§ DATA PROVIDED
○ ○ ○ ○

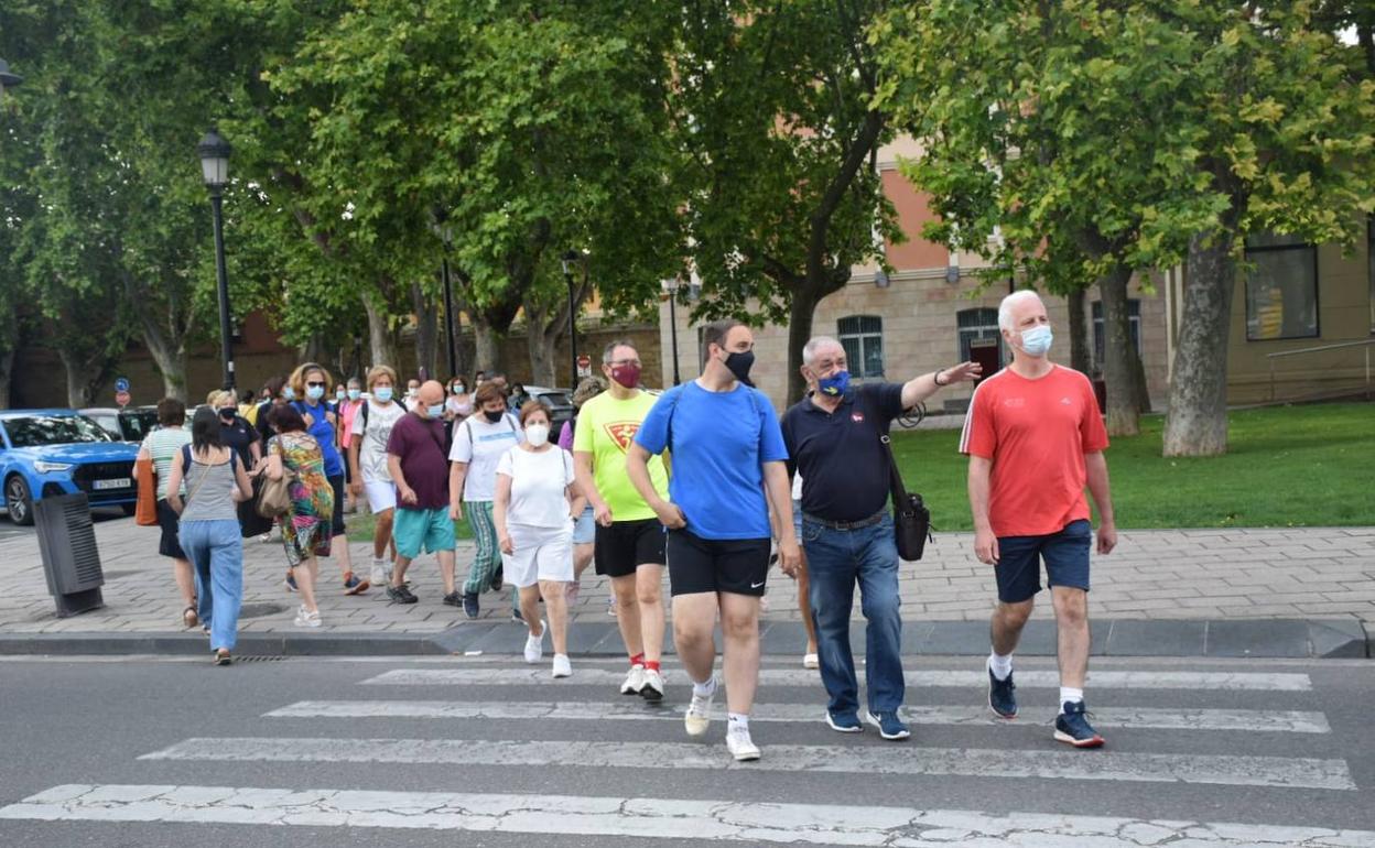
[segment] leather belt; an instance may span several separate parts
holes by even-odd
[[[810,521],[813,524],[820,524],[821,526],[832,531],[858,531],[879,524],[880,521],[883,521],[884,515],[886,513],[883,510],[879,510],[873,515],[869,515],[868,518],[861,518],[858,521],[830,521],[828,518],[820,518],[817,515],[813,515],[811,513],[803,513],[802,520]]]

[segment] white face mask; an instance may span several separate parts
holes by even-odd
[[[549,425],[529,425],[525,427],[525,441],[535,448],[549,444]]]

○ ○ ○ ○

§ WRITTEN TASK
Repeat the material above verbatim. Leave the pictures behind.

§ WRITTEN REPLY
[segment] leather belt; an instance may span several separate parts
holes by even-odd
[[[810,521],[813,524],[820,524],[821,526],[832,531],[858,531],[879,524],[880,521],[883,521],[884,515],[886,513],[883,510],[879,510],[873,515],[869,515],[868,518],[861,518],[858,521],[830,521],[828,518],[820,518],[817,515],[813,515],[811,513],[803,513],[802,520]]]

[segment] white face mask; an instance may span several separate parts
holes by even-odd
[[[549,425],[529,425],[525,427],[525,441],[535,448],[549,444]]]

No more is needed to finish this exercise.